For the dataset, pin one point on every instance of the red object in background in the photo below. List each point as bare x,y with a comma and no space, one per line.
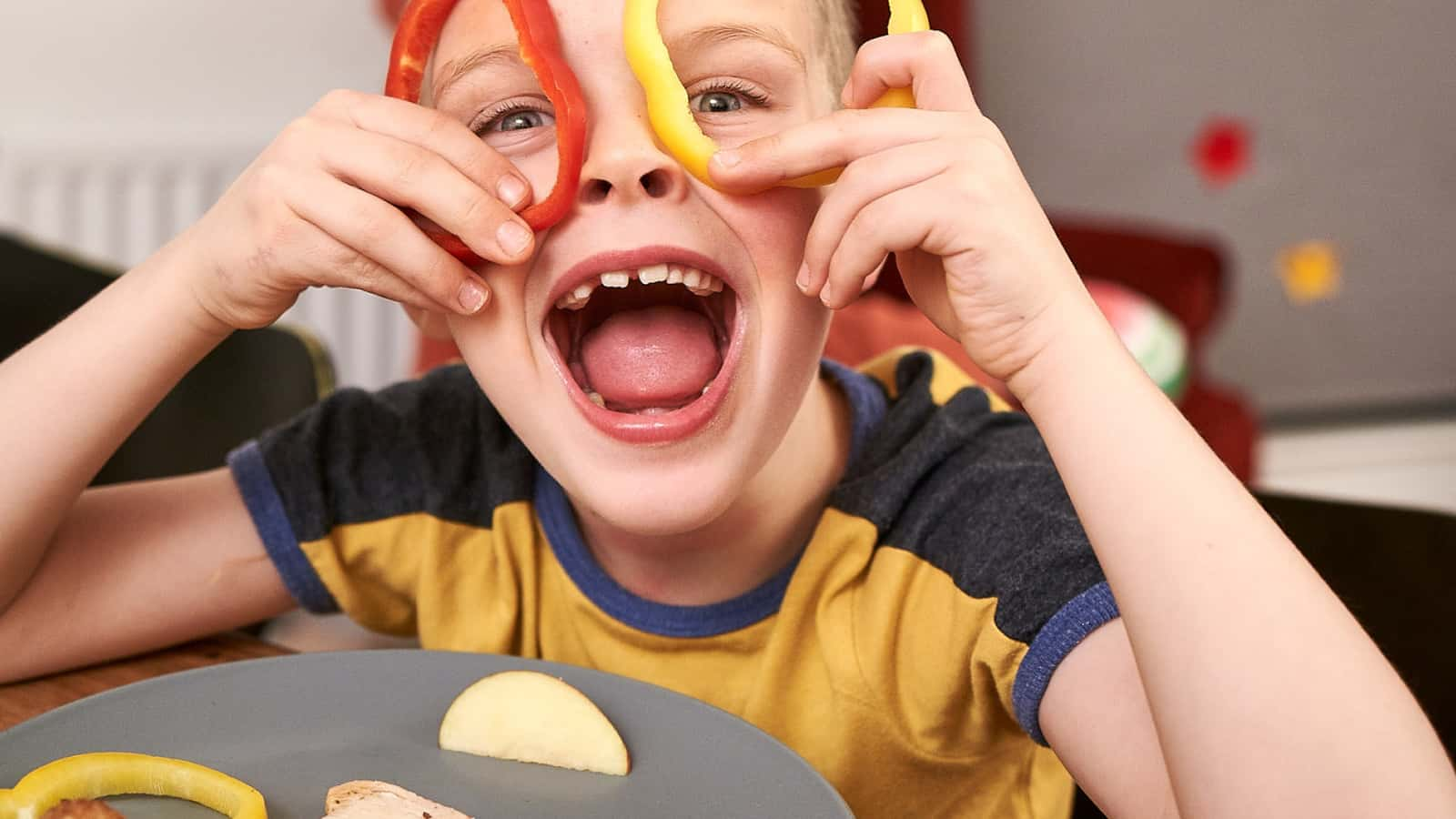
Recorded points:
1223,152
389,11
1186,278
================================
● Brief
If a record contains a picture, leave the picture out and retype everything else exactly.

● Answer to this problem
For the dataset, pin one point on every instance of the red object in background in the photo below. List each point as bare x,y with a comma and no space, one per line.
Recorded points:
1223,152
389,11
1186,278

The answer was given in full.